WRITTEN REQUEST –
How many lines in the items below contain the string "field"? Reply with the number alone.

◆ ◆ ◆ ◆ ◆ ◆ ◆

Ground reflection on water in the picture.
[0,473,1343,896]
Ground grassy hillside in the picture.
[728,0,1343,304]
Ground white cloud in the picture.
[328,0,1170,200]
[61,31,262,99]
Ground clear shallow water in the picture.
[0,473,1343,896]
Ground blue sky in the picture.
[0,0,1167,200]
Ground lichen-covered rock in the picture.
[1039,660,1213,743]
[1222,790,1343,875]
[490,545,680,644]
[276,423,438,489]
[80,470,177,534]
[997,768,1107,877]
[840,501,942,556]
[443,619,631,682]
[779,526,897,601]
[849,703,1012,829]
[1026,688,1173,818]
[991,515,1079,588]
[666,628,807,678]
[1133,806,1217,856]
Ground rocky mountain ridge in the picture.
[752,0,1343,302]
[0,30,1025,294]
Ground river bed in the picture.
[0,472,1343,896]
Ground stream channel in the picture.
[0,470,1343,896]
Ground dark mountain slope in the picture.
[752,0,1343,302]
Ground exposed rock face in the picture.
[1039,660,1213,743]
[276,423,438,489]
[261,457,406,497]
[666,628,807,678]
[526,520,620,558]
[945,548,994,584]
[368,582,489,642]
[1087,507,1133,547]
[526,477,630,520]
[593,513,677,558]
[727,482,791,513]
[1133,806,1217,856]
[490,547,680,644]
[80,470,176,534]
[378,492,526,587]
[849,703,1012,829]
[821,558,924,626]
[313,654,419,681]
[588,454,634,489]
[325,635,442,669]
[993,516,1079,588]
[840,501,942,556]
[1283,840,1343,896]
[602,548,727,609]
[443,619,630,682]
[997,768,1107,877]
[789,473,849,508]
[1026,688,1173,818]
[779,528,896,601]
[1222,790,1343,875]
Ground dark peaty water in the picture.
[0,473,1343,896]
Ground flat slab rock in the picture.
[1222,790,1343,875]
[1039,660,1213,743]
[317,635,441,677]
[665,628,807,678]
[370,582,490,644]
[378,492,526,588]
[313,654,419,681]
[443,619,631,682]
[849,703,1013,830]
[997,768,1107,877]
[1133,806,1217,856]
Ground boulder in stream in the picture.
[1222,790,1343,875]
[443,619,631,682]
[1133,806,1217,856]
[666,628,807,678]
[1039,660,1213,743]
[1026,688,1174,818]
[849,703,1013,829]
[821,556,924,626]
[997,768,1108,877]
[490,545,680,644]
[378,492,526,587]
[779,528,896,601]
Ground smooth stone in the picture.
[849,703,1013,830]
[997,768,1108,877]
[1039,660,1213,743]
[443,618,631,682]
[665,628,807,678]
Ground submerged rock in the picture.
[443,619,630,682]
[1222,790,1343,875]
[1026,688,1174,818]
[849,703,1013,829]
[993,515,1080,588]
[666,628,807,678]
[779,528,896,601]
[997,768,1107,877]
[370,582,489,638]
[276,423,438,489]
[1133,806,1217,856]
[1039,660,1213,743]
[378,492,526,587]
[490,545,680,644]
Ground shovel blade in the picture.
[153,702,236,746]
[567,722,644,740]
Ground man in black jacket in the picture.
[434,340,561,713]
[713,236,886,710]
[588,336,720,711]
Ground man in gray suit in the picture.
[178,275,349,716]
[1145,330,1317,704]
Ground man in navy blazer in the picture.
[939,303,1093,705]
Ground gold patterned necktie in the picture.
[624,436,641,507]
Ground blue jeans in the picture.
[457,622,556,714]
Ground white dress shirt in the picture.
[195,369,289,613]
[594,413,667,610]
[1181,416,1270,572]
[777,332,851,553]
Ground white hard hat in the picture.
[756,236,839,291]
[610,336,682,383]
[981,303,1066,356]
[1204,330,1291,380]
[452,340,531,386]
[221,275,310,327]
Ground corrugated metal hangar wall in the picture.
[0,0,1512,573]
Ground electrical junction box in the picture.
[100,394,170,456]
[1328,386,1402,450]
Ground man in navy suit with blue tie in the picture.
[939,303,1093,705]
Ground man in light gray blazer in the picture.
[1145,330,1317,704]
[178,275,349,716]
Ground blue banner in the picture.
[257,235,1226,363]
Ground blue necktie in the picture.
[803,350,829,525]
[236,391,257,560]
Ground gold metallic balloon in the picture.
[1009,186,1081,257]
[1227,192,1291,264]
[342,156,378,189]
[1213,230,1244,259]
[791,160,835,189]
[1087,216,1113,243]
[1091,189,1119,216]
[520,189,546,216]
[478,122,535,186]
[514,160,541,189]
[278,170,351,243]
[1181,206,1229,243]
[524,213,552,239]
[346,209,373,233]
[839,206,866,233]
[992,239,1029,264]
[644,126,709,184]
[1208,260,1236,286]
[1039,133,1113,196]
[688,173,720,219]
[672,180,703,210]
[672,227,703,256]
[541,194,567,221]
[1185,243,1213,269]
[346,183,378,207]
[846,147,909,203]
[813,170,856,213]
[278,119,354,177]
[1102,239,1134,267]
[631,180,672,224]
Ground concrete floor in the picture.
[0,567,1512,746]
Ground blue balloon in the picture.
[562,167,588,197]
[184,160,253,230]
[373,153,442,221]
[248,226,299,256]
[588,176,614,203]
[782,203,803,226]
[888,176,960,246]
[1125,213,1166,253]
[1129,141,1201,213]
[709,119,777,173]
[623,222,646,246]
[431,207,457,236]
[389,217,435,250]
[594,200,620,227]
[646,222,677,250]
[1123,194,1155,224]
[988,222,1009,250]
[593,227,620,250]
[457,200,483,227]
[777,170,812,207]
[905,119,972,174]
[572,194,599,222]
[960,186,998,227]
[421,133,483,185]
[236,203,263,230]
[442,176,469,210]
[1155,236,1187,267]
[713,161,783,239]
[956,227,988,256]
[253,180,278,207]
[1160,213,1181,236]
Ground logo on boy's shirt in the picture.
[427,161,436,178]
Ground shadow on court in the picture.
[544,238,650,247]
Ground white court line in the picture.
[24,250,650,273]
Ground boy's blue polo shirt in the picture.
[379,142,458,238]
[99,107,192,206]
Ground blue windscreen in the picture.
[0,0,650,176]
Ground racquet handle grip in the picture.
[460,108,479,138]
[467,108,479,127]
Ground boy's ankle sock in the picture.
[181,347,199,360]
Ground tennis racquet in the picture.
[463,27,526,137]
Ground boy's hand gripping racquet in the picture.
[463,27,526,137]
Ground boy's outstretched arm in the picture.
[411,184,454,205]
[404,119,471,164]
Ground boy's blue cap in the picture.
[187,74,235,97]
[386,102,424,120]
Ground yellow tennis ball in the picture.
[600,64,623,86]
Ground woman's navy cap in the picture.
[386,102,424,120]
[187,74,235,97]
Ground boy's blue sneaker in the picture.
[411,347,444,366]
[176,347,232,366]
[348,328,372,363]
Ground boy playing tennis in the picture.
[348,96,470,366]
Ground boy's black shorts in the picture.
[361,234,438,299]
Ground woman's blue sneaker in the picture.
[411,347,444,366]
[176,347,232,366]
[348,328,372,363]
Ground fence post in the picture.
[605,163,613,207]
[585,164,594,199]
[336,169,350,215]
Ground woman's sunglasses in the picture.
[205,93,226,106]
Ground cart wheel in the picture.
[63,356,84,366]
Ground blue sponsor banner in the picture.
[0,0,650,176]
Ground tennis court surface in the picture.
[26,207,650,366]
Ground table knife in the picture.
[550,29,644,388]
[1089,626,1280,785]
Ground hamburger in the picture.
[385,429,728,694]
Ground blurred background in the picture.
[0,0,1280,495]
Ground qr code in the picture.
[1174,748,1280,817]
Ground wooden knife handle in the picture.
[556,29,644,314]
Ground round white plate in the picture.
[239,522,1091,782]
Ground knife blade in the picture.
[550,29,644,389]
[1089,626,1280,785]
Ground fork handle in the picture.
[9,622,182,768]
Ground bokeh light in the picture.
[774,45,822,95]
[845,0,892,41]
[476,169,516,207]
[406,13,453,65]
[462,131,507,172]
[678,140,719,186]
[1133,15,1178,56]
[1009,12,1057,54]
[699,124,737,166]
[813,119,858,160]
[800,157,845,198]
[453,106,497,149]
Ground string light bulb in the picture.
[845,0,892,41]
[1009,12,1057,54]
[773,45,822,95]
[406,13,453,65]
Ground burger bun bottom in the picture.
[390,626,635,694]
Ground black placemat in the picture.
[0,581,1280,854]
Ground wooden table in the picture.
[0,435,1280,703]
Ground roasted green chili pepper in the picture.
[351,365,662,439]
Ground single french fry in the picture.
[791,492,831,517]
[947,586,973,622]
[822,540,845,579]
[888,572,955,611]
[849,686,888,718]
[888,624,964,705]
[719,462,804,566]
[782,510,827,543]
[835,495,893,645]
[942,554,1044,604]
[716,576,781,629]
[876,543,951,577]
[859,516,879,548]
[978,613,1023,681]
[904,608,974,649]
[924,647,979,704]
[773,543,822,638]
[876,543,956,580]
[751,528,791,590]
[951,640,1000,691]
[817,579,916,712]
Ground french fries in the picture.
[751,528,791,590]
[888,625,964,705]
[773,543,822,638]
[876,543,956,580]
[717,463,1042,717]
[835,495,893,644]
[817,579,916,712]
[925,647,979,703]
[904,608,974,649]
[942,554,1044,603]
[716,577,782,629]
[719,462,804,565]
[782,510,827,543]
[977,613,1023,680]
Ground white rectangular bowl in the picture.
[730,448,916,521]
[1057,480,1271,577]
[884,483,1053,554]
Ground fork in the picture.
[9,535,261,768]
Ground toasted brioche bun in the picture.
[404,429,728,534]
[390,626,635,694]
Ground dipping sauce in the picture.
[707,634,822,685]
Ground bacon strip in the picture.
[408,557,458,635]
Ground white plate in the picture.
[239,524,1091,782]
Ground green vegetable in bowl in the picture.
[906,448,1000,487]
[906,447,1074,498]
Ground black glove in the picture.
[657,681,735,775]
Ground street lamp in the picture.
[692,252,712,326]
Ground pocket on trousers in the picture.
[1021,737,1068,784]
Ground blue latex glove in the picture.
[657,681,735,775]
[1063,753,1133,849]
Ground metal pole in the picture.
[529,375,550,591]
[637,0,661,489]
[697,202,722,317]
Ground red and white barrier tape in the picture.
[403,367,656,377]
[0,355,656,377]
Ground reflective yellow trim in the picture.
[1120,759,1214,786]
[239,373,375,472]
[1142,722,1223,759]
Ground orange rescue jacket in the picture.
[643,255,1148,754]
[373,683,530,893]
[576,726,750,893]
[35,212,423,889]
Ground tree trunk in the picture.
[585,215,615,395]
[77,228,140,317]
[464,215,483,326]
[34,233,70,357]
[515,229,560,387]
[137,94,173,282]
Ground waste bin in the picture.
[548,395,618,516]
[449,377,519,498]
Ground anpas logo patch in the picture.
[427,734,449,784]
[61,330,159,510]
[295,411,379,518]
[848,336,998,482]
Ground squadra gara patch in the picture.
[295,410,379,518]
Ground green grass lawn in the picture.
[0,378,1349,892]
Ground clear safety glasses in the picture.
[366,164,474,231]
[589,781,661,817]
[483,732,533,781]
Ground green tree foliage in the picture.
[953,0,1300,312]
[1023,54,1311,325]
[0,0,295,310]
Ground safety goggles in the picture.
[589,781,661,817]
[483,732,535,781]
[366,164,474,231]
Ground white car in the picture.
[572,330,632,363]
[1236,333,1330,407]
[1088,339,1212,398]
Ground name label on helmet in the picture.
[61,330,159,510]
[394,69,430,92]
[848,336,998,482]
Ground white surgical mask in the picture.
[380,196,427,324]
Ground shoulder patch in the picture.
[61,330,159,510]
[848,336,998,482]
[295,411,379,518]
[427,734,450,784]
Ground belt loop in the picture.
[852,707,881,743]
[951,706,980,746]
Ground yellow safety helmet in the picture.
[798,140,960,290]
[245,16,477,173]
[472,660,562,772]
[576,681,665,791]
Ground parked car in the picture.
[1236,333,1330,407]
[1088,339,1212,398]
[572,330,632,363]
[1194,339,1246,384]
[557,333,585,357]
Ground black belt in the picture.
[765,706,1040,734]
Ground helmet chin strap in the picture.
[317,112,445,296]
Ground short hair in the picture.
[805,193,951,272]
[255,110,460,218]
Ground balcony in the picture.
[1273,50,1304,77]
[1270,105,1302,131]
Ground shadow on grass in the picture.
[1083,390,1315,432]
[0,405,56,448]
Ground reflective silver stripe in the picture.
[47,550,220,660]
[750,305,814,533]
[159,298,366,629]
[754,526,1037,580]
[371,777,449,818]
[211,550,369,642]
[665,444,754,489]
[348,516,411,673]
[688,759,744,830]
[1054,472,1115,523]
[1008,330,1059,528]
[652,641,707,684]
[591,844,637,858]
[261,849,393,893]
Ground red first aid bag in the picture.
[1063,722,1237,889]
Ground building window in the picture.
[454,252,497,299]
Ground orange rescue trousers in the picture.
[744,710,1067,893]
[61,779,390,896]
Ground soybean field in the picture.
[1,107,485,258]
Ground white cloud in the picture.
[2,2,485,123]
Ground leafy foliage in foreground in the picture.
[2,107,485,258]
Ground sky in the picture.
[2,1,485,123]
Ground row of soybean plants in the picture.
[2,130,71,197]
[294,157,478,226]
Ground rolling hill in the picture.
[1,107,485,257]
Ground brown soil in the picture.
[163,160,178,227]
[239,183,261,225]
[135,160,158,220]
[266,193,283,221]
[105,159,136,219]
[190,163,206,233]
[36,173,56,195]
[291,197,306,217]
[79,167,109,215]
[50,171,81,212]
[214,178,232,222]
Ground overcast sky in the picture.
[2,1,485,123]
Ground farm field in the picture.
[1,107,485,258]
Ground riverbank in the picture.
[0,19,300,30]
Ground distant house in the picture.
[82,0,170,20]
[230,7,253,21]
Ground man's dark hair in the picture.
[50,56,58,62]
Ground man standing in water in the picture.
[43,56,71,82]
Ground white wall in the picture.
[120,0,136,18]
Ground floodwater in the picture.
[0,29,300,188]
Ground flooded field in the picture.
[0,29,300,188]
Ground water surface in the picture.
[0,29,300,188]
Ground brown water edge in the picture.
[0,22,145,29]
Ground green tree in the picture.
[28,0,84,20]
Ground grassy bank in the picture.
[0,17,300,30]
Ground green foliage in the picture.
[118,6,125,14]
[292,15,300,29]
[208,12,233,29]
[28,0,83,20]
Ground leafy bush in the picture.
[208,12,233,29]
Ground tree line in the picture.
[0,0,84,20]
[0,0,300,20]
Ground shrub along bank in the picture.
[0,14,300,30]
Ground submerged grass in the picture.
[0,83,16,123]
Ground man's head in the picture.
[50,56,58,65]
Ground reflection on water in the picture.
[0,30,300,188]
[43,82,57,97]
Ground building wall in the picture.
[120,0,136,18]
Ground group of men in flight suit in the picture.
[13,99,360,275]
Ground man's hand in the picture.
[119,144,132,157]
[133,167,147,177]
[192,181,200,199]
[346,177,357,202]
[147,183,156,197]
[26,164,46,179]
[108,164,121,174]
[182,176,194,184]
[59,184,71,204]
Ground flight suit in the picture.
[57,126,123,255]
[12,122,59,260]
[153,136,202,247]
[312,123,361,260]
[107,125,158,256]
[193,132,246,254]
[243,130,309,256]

◆ ◆ ◆ ◆ ◆ ◆ ◆

ANSWER IN FULL –
3